Problem to work on: Transcribe the full listing, keeping every word as it stands.

Records:

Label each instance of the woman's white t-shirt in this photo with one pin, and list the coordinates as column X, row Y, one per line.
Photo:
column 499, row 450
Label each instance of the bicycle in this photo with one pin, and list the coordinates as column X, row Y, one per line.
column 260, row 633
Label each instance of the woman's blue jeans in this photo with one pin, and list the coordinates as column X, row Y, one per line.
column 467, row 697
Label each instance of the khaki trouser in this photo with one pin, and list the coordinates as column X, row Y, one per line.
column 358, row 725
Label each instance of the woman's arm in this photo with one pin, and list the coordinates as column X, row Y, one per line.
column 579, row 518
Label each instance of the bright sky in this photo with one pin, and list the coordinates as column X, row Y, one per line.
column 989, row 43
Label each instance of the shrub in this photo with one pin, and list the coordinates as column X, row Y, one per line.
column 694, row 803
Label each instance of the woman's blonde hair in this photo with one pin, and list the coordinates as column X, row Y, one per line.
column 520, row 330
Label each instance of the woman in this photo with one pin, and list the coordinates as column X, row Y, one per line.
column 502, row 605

Solved problem:
Label each instance of the woman's white t-shirt in this photo with one pin, and list the coordinates as column X, row Y, one per line.
Photo:
column 499, row 450
Label each instance of the bicycle in this photo with one pin, and list the coordinates as column X, row Y, one per line.
column 260, row 633
Label each instance of the woman's blue jeans in this photo with one pin, and list the coordinates as column X, row Y, one per line.
column 467, row 697
Label each instance of the khaki trouser in this photo with one pin, and list the coordinates as column X, row Y, one per line.
column 358, row 725
Label each instance of the woman's arm in this photo with one pin, and list the coordinates as column X, row Y, one per line.
column 579, row 518
Label each instance of the bright sky in this photo with one pin, and list the coordinates as column X, row Y, one per line.
column 989, row 43
Label each instance of the shrub in this photo with one pin, and list the coordinates as column X, row Y, one per line.
column 694, row 803
Label each instance of the woman's blonde hair in this photo with one pin, and list the coordinates as column X, row Y, one per line.
column 520, row 330
Label each instance of the woman in this photo with one pin, and list the coordinates as column X, row Y, one per line.
column 502, row 605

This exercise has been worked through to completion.